Extract provided =>
►

Hands shaking, I took a heavy pause and deep breath and hit the word: SHARE. Share. I sat with that delicate word, truly noticing it there for the first time. I had always thought it just said POST.

I, of course, expected condolences when friends and acquaintances would see it: "Oh, no, that's so awful, that sucks, I'm so, so, sorry," quick heart-emoji type of thing. Aside from that, I worried I would feel very alone through this long, depressing process. As I lay in bed that evening, my apartment felt respectfully quiet. Even my rambunctious pet birds weren't making a peep, just blinking and staring. My boyfriend of three years and I had just broken up, he moved out and away to New York and had just set a boundary that he needed space despite my efforts to remain in touch. I knew my family wouldn't be coming here to help me as we aren't very close. I grew up as a home-schooled Jehovah's Witness and had a very restricted childhood, and we all have many mixed, stressful feelings about that today.

I spent a lot of teenage years alone in my bedroom, finding ways to feel creatively pacified, waiting for 3:15 p.m. every day so I could longingly watch the kids walking off the school bus out my window. After my family stopped practicing (long story), we all kind of went our own separate ways and seem to lack the ability to hold the kind of bond I long for, plus my sister has her own medical issues and is busy with her family in Pennsylvania. No one would come. I’d be alone in my bedroom again, longingly watching out the window.

◄

Reproduce verbatim the portion of the personal essay above between "I spent a lot" and "out the window.", inclusive.

Exercise data =>
►

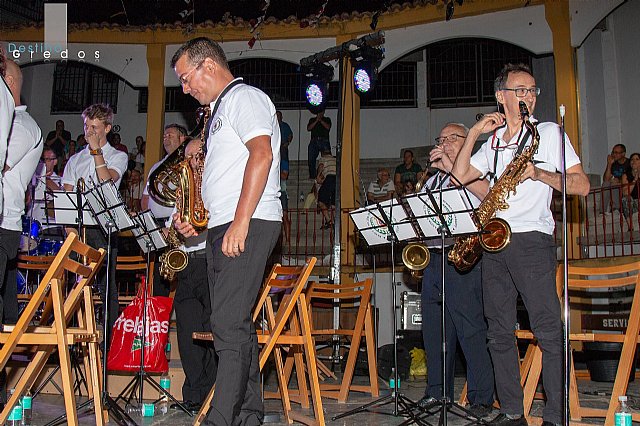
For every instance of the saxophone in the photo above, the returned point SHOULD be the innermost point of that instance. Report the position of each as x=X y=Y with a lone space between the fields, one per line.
x=189 y=206
x=496 y=232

◄

Answer space =>
I spent a lot of teenage years alone in my bedroom, finding ways to feel creatively pacified, waiting for 3:15 p.m. every day so I could longingly watch the kids walking off the school bus out my window. After my family stopped practicing (long story), we all kind of went our own separate ways and seem to lack the ability to hold the kind of bond I long for, plus my sister has her own medical issues and is busy with her family in Pennsylvania. No one would come. I’d be alone in my bedroom again, longingly watching out the window.